Copy each line of the entries beneath that contains the word "points".

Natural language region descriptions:
----------------------------------------

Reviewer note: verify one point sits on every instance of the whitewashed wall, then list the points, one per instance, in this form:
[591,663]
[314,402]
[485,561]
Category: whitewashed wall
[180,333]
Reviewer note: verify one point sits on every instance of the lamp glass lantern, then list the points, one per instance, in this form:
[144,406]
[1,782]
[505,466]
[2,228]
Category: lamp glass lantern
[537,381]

----------------------------------------

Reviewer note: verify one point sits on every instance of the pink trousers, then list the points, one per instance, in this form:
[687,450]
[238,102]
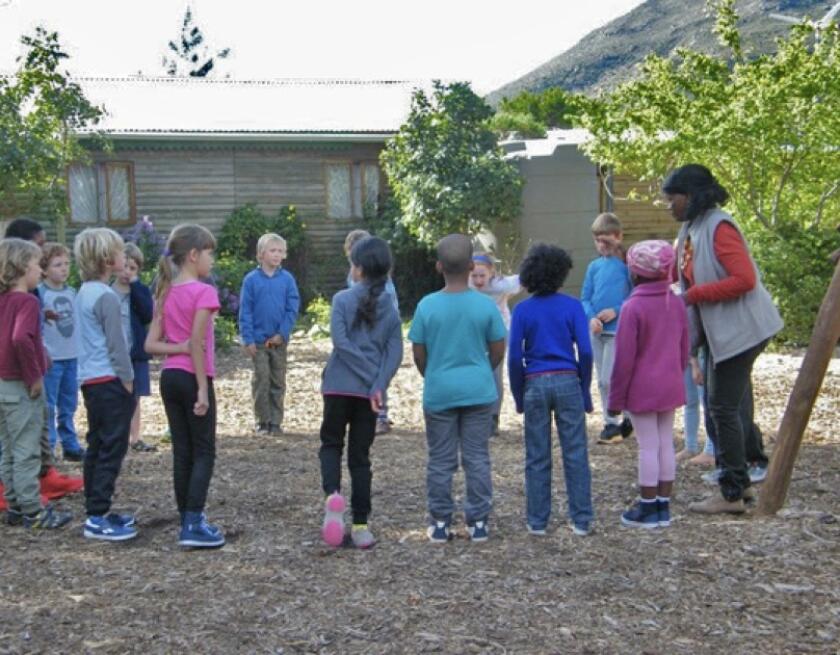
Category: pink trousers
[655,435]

----------------------------------------

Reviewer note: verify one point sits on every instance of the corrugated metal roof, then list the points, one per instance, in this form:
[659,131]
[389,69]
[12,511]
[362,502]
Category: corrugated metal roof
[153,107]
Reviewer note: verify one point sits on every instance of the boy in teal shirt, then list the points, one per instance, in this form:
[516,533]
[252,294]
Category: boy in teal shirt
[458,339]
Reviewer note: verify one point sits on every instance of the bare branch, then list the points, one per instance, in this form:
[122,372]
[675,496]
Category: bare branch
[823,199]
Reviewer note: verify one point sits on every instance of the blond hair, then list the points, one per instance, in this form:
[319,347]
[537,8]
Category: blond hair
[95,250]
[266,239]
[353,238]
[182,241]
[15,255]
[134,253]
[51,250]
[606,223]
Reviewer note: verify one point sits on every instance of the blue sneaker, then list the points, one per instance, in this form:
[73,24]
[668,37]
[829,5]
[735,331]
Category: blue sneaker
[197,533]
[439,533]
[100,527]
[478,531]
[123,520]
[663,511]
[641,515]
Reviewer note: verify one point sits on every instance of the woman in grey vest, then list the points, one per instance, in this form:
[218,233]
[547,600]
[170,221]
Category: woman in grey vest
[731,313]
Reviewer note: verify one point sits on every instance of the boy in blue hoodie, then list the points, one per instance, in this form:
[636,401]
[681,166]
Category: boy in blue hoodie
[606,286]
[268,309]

----------------------------------------

▶ Solution:
Reviewer note: verify one point sits on every instance of the whitewashed wall, then list the points, one per instance, in this form:
Reviewer note: verify one point sits on every instance of the lamp glass lantern, then list the points, one per instance, in this form:
Reviewer note: verify one point sits on every instance of the pink trousers, then list the points, one per instance, in this form:
Reviewer note: verify one point sits on every instance of the corrugated metal roof, then list the points, one per instance, in this form:
Reviewer note: verify one point sits on every instance of the boy in teal shirt, then list the points, one per instance, in this form:
Reviewer note: verify one point sits on every instance of the bare branch, then list the points, one per instance, in this form:
Reviewer note: verify one point sits on every instance of the blond hair, then list the points, one per instance, in this form:
Reviewer note: verify one point sits on every instance of the blue sneaker, then list the points, one per instance, in this form:
Reviewer note: verify one point sits on every instance of the woman in grey vest, then list the points, one per instance, in this form:
Reviewer note: verify one point sits on every instance of the boy in blue hoodie, then list the points, one per instance, in this form:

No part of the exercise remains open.